━━━ Input records ━━━

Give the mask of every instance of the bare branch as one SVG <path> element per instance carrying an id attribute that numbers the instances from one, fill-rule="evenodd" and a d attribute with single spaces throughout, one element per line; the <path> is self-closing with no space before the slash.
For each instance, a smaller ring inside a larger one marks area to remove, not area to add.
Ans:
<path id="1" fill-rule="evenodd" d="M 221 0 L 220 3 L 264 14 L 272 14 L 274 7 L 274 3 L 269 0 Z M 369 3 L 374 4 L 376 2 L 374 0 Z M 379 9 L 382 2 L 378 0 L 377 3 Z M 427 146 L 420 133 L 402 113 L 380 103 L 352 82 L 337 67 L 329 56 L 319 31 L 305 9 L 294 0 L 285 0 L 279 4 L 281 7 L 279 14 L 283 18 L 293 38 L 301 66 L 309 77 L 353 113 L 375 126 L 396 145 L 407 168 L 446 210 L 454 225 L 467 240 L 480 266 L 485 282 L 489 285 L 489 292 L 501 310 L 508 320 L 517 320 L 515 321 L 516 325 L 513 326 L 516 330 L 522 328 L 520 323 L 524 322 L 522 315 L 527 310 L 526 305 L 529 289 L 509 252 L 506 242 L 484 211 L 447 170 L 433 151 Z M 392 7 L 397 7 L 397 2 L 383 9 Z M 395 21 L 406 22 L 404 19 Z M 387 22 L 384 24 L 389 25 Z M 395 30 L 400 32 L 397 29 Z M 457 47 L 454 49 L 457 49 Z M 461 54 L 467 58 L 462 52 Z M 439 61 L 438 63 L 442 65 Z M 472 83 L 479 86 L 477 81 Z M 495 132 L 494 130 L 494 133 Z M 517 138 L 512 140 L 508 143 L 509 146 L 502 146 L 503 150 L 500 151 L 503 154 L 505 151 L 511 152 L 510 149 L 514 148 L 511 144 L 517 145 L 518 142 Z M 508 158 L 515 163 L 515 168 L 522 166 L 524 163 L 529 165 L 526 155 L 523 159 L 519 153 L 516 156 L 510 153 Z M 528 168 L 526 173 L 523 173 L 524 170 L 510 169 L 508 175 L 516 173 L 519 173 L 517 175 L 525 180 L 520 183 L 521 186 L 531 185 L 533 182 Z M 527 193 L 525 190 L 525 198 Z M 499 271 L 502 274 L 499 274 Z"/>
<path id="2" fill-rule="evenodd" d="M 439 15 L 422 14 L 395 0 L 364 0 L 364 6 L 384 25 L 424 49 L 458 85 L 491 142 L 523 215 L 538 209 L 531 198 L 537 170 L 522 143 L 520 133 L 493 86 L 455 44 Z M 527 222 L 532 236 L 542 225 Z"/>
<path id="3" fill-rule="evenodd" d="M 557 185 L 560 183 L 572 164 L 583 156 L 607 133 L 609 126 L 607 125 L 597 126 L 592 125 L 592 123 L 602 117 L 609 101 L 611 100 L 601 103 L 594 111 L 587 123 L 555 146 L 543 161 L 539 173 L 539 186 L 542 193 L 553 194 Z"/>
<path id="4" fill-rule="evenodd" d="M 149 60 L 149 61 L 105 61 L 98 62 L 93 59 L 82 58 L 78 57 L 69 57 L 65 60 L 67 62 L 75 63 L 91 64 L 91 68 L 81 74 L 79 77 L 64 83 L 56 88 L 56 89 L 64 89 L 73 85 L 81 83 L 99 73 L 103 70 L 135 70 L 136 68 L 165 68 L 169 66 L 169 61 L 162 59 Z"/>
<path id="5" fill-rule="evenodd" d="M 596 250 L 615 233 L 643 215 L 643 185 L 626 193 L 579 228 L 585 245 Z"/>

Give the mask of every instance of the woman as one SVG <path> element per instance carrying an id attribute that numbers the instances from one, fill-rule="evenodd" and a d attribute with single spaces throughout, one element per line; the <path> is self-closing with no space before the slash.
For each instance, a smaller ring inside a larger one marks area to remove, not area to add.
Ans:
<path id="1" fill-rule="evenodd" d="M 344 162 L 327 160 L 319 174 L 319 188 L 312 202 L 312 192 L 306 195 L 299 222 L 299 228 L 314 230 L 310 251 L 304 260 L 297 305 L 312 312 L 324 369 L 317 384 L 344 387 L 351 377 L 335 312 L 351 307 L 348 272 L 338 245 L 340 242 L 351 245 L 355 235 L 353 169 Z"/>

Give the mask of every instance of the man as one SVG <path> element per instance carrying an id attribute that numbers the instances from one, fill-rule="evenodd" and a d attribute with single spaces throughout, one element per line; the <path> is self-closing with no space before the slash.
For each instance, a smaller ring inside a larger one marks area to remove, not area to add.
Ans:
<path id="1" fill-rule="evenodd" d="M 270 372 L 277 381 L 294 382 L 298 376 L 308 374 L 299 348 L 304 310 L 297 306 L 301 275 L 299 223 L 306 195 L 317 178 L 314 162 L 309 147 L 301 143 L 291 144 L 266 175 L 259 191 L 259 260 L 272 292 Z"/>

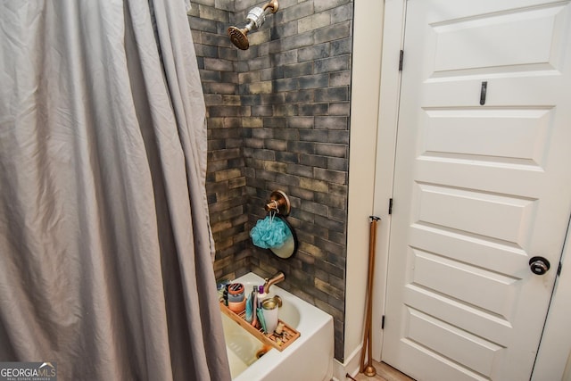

━━━

## What is needed
Reproduce all of the data above verbatim, leaving out the pictures.

## Full response
Give the mask of every instance of the bare branch as one SVG <path> element per instance carrying an id attribute that numbers the instances from one, fill-rule="evenodd" and a d attribute with single spaces throughout, one element per line; the <path> is self-closing with no space before the slash.
For each instance, a smaller ring inside a larger one marks area to remove, not area to add.
Ans:
<path id="1" fill-rule="evenodd" d="M 221 0 L 220 3 L 264 14 L 272 14 L 274 7 L 274 3 L 269 0 Z M 369 3 L 374 4 L 376 2 L 374 0 Z M 379 9 L 382 2 L 378 0 L 377 3 Z M 427 146 L 420 133 L 402 113 L 380 103 L 352 82 L 337 67 L 329 56 L 319 31 L 305 9 L 294 0 L 285 0 L 279 4 L 281 7 L 279 14 L 283 18 L 293 38 L 301 66 L 309 77 L 353 113 L 375 126 L 396 145 L 407 168 L 446 210 L 454 225 L 467 240 L 480 266 L 485 282 L 489 285 L 489 292 L 501 310 L 508 320 L 517 320 L 515 321 L 516 325 L 513 326 L 516 330 L 522 328 L 520 323 L 524 322 L 522 315 L 527 310 L 526 305 L 529 289 L 509 252 L 506 242 L 484 211 L 447 170 L 433 151 Z M 392 7 L 397 7 L 397 2 L 383 9 Z M 395 21 L 406 22 L 404 19 Z M 387 22 L 384 24 L 389 25 Z M 395 30 L 400 32 L 397 29 Z M 457 47 L 454 49 L 457 49 Z M 461 54 L 467 58 L 462 52 Z M 439 61 L 438 63 L 442 65 Z M 472 83 L 479 86 L 477 81 Z M 495 132 L 494 130 L 494 133 Z M 517 138 L 512 140 L 508 143 L 509 146 L 502 146 L 503 150 L 500 151 L 503 154 L 505 151 L 511 152 L 510 149 L 514 148 L 511 144 L 517 145 L 518 142 Z M 508 158 L 515 163 L 515 168 L 522 166 L 524 163 L 529 165 L 526 155 L 523 159 L 519 153 L 516 156 L 510 153 Z M 528 168 L 526 173 L 523 173 L 524 170 L 510 169 L 508 175 L 516 173 L 519 173 L 517 175 L 525 180 L 520 183 L 521 186 L 531 185 L 533 182 Z M 527 193 L 525 190 L 525 198 Z M 499 271 L 502 274 L 499 274 Z"/>
<path id="2" fill-rule="evenodd" d="M 439 15 L 422 14 L 395 0 L 364 0 L 364 6 L 384 25 L 424 49 L 458 85 L 491 142 L 523 215 L 538 209 L 531 198 L 537 170 L 522 143 L 520 133 L 493 86 L 455 44 Z M 527 222 L 532 236 L 542 225 Z"/>
<path id="3" fill-rule="evenodd" d="M 557 185 L 560 183 L 572 164 L 583 156 L 607 133 L 609 126 L 607 125 L 597 126 L 592 125 L 592 123 L 602 117 L 609 101 L 611 100 L 601 103 L 594 111 L 587 123 L 555 146 L 543 161 L 539 173 L 539 186 L 542 193 L 553 194 Z"/>
<path id="4" fill-rule="evenodd" d="M 149 60 L 149 61 L 105 61 L 98 62 L 93 59 L 82 58 L 78 57 L 69 57 L 65 60 L 67 62 L 75 63 L 91 64 L 91 68 L 81 74 L 79 77 L 64 83 L 56 88 L 56 89 L 64 89 L 73 85 L 81 83 L 99 73 L 103 70 L 135 70 L 136 68 L 165 68 L 169 66 L 169 61 L 162 59 Z"/>
<path id="5" fill-rule="evenodd" d="M 596 250 L 615 233 L 643 215 L 643 185 L 626 193 L 579 228 L 585 245 Z"/>

Give the mask of every instance of the woman as one SVG <path> element per instance carrying an id attribute that numbers the instances from one, fill-rule="evenodd" and a d attribute with single spaces throughout, one element per line; the <path> is self-closing with no space before the slash.
For each instance, a smaller ring inside a larger one marks area to remove, not area to add.
Ans:
<path id="1" fill-rule="evenodd" d="M 344 162 L 327 160 L 319 174 L 319 188 L 312 202 L 312 192 L 306 195 L 299 222 L 299 228 L 314 230 L 310 251 L 304 260 L 297 305 L 312 312 L 324 369 L 317 384 L 344 387 L 351 377 L 335 312 L 351 307 L 348 272 L 338 245 L 340 242 L 351 245 L 355 235 L 353 169 Z"/>

Give the mask of every instance of the man as one SVG <path> element per instance carrying an id attribute that numbers the instances from one, fill-rule="evenodd" and a d attribute with single spaces throughout, one element per line; the <path> is self-closing with no space before the slash.
For each instance, a smaller ring inside a larger one marks area to remove, not area to add.
Ans:
<path id="1" fill-rule="evenodd" d="M 270 372 L 277 381 L 294 382 L 298 376 L 308 374 L 299 348 L 304 310 L 297 306 L 301 275 L 299 223 L 306 195 L 317 178 L 314 162 L 309 147 L 301 143 L 291 144 L 266 175 L 259 191 L 259 260 L 272 292 Z"/>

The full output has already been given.